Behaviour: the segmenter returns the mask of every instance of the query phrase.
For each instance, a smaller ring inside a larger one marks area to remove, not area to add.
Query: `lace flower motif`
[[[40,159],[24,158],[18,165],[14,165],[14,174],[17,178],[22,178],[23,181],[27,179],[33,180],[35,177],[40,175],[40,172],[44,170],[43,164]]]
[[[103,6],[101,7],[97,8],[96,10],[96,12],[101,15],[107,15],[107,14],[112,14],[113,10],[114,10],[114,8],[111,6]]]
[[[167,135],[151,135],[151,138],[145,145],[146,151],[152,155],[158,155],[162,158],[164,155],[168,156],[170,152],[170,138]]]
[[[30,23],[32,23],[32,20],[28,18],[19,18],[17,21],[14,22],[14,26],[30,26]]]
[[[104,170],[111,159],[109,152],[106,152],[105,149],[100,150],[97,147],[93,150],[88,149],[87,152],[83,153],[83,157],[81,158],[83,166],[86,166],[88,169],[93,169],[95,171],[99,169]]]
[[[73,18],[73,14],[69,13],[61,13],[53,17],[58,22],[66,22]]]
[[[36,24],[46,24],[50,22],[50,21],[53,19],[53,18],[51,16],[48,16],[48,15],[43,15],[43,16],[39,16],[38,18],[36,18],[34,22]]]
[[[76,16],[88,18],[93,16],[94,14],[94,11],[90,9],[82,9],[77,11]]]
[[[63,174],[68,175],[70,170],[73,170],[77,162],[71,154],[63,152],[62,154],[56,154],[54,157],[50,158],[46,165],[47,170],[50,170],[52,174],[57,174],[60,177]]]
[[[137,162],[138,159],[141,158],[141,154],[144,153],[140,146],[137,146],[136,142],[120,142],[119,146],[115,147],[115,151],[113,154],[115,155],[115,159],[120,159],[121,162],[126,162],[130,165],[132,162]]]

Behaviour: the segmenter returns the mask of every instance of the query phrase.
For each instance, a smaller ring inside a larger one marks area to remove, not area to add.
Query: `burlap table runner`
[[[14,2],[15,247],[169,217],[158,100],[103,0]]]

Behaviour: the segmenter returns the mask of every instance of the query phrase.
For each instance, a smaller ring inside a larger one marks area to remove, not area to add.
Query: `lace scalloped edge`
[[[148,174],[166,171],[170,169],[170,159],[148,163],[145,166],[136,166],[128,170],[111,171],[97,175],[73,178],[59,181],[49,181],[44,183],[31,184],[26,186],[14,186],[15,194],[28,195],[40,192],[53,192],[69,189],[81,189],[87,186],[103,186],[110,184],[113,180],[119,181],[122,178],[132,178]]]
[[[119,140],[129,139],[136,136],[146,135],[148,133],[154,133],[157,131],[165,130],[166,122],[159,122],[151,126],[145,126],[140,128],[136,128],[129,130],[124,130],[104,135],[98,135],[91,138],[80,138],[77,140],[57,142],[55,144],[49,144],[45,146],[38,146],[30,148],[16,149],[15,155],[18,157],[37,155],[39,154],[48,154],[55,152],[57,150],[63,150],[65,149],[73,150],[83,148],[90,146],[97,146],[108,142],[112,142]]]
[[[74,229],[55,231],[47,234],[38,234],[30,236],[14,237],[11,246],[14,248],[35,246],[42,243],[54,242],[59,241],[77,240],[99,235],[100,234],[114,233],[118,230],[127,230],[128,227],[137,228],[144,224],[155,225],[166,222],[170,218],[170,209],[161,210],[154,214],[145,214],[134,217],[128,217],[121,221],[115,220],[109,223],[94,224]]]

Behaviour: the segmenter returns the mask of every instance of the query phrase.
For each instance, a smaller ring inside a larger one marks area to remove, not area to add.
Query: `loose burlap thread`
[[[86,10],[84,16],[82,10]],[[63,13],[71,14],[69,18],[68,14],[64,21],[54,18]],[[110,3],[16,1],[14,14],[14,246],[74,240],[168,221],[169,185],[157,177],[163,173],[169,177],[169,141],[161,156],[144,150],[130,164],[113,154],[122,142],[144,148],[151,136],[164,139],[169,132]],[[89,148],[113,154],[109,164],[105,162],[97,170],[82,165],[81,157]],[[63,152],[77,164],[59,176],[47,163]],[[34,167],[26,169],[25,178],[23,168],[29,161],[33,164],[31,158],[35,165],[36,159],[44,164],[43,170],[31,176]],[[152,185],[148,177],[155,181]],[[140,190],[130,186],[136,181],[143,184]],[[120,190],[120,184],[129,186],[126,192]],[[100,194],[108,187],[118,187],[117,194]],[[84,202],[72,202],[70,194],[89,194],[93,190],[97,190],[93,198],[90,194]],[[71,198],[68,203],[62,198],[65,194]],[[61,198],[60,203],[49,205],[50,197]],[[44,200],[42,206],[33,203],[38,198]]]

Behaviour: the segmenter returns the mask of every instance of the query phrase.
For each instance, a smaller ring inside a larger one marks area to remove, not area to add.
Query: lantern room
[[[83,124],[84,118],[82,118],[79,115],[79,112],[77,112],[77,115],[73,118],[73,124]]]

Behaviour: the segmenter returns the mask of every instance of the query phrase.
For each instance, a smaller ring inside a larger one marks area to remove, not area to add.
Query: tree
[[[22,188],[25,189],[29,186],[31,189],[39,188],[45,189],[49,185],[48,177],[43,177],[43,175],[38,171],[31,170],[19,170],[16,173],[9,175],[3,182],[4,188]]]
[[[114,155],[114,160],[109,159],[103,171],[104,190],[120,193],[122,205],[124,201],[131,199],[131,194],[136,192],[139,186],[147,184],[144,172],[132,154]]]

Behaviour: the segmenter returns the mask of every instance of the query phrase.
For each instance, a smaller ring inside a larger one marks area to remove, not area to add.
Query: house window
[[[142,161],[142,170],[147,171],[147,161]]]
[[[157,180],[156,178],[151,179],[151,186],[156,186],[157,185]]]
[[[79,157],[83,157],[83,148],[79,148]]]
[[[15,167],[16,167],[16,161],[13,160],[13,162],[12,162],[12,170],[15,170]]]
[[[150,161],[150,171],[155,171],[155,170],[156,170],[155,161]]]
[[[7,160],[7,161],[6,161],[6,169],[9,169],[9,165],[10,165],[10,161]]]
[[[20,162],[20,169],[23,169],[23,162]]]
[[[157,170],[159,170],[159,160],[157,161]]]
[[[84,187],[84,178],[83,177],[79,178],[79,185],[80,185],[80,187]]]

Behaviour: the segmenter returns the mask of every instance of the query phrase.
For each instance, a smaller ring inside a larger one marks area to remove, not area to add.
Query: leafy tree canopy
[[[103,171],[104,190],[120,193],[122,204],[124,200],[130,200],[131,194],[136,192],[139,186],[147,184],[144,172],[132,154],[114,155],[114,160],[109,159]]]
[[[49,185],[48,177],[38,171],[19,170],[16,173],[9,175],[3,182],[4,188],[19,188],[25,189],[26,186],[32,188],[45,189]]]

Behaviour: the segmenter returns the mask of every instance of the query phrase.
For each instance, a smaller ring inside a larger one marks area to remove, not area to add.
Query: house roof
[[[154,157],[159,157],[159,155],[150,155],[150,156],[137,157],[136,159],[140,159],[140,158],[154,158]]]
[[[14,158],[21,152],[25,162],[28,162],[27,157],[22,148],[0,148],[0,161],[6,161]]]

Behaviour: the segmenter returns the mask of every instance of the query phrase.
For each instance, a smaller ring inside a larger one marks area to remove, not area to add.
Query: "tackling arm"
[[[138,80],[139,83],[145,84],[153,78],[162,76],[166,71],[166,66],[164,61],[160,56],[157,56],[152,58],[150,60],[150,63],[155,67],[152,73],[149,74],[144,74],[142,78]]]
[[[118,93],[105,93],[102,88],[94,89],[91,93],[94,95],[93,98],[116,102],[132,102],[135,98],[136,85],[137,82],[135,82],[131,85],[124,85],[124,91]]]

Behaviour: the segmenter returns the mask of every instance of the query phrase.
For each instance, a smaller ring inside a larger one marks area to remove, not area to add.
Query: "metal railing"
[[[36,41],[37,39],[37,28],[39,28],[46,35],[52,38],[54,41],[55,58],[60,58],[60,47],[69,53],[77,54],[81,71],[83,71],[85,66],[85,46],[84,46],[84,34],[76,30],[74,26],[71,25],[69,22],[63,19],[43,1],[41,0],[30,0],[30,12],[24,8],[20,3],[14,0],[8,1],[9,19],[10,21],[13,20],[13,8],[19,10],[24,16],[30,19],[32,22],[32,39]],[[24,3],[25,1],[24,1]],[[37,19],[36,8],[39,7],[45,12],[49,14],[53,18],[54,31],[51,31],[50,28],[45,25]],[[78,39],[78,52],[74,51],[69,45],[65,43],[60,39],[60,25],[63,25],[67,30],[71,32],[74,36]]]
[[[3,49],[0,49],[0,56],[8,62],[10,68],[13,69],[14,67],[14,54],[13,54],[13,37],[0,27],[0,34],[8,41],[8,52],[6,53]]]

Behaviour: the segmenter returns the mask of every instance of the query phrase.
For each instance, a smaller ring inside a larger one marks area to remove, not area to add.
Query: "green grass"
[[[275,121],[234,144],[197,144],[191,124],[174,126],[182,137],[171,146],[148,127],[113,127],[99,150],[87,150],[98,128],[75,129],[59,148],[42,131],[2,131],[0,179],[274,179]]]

*Stated exercise*
Count how many lines in the rows above contain the string "house", treating uppercase and lowercase letters as distinct. Give only that number.

*Answer to the problem*
2